| Exercise text |

[Start of section]

I am still a human being; I still contribute to society and I still have thoughts, feelings and emotions just like any other person. Although sometimes those thoughts, feelings and emotions are a bit more intense than what the average joe would experience. 

Being that I am still a human being, I deserve to be treated like one. 

Many times after a tragedy like the one in Newtown, CT, I overhear discussions in public and across news media about what kind of person would commit such an unspeakable act. 

Those discussions are, many times, riddled with iterations of the words “crazy” or “mentally ill” which bothers me. 

I am not unbalanced, I am not deficient, and I am not a gun toting mass murderer. 

In fact, ask any one of my friends or family members and they will tell you I am one of the kindest, most gentle, and perhaps most level headed men they know. I am not alone in that either. 

A study by researchers at North Carolina State and Duke universities has found that “people with severe mental illness - schizophrenia, bipolar disorder or psychosis - are 2 1/2 times more likely to be attacked, raped or mugged than the general population.” ABC NEWS. 

What’s more, “61 percent of Americans think that people with schizophrenia are likely to be dangerous to others.” according to “Mental Health: A report of the Surgeon General” 

Even further, this notion is unfairly perpetuated in nearly every facet of media. 

I’ll just paste this excerpt from the Substance Abuse and Mental Health Administration’s “Understanding Mental Illness Factsheet”

The National Mental Health Association reported that, according to a survey for the Screen Actors’ Guild, characters in prime time television portrayed as having a mental illness are depicted as the most dangerous of all demographic groups: 60 percent were shown to be involved in crime or violence (three times the average rate). In addition, “[s]tudies showed that as many as 75 percent of stories dealing with mental illness focus on violence (Shain and Phillips 1991). Although more recent research suggests the prevalence of these kinds of stories is diminishing (Wahl, et al. 2002), at least a third of stories continue to focus on dangerousness. Also, the vast majority of remaining stories on mental illness either focus on other negative characteristics related to people with the disorder (e.g., unpredictability and unsociability) or on medical treatments. Notably absent are positive stories that highlight recovery of many persons with even the most serious of mental illnesses (Wahl, et al. 2002).

[End of section]

| Problems to solve |
1/ Answer these questions using the essay on mental illness:
(a) According to the study by researchers at North Carolina State and Duke universities, how many times more likely are people with severe mental illness to be attacked, raped or mugged than the general population?
(b) What percentage of Americans think that people with schizophrenia are likely to be dangerous to others?
(c) In the survey for the Screen Actors' Guild, what percentage of prime time television characters portrayed as having a mental illness were shown to be involved in crime or violence?
2/ Please reproduce the part of the essay on mental illness that begins at the words "A study by researchers" and stops after "facet of media.".
3/ Name every condition that the essay on mental illness lists as a form of severe mental illness.

| Entries drawn from a collection |
[Start of section]

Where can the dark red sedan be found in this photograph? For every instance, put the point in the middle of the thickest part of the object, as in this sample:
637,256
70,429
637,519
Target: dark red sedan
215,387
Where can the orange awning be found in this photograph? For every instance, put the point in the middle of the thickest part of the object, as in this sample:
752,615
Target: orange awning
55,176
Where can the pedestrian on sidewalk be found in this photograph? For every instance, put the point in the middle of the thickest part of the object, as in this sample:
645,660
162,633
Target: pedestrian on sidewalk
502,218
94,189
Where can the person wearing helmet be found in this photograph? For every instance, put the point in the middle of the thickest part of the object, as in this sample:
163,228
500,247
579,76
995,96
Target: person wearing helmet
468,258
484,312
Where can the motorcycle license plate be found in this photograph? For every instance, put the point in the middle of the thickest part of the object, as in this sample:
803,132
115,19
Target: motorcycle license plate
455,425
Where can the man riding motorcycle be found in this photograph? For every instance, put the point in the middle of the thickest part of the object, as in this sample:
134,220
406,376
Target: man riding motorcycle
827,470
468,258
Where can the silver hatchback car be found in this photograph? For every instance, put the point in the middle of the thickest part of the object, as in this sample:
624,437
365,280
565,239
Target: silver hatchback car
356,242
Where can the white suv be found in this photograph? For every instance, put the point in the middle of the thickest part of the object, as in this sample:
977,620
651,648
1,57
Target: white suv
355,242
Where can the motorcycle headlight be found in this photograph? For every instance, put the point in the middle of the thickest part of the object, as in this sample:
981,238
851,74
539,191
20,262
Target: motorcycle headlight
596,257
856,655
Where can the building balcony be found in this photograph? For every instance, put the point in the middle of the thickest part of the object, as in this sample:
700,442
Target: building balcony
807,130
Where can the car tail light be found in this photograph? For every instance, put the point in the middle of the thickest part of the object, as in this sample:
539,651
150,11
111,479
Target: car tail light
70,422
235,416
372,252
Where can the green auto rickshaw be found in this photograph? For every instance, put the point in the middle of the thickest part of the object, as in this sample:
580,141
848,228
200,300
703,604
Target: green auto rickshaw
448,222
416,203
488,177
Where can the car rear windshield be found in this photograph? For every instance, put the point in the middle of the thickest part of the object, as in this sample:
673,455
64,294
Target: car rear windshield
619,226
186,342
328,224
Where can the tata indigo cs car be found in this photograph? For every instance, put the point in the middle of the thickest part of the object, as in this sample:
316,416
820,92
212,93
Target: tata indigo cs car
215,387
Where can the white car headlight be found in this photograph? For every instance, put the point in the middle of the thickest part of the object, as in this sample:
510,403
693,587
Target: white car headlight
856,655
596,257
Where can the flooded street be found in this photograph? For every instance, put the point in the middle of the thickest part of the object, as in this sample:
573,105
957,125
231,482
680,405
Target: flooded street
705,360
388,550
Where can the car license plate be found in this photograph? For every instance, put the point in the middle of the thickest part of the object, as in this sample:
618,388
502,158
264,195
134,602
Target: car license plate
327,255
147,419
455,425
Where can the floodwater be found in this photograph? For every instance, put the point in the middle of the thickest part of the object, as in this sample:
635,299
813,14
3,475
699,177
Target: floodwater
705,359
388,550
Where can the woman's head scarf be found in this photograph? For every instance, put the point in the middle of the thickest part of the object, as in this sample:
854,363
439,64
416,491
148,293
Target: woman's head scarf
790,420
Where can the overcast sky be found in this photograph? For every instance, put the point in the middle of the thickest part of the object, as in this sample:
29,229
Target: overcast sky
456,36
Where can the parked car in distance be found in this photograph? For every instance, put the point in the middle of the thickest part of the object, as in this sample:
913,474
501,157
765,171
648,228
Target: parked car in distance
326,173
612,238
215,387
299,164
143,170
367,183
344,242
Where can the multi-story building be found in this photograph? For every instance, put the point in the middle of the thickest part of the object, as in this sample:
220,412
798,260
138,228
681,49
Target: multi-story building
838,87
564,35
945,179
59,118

[End of section]

| Solution list |
1/
(a) 2 1/2 times
(b) 61 percent
(c) 60 percent

2/
A study by researchers at North Carolina State and Duke universities has found that “people with severe mental illness - schizophrenia, bipolar disorder or psychosis - are 2 1/2 times more likely to be attacked, raped or mugged than the general population.” ABC NEWS. 

What’s more, “61 percent of Americans think that people with schizophrenia are likely to be dangerous to others.” according to “Mental Health: A report of the Surgeon General” 

Even further, this notion is unfairly perpetuated in nearly every facet of media.

3/ Schizophrenia, bipolar disorder, psychosis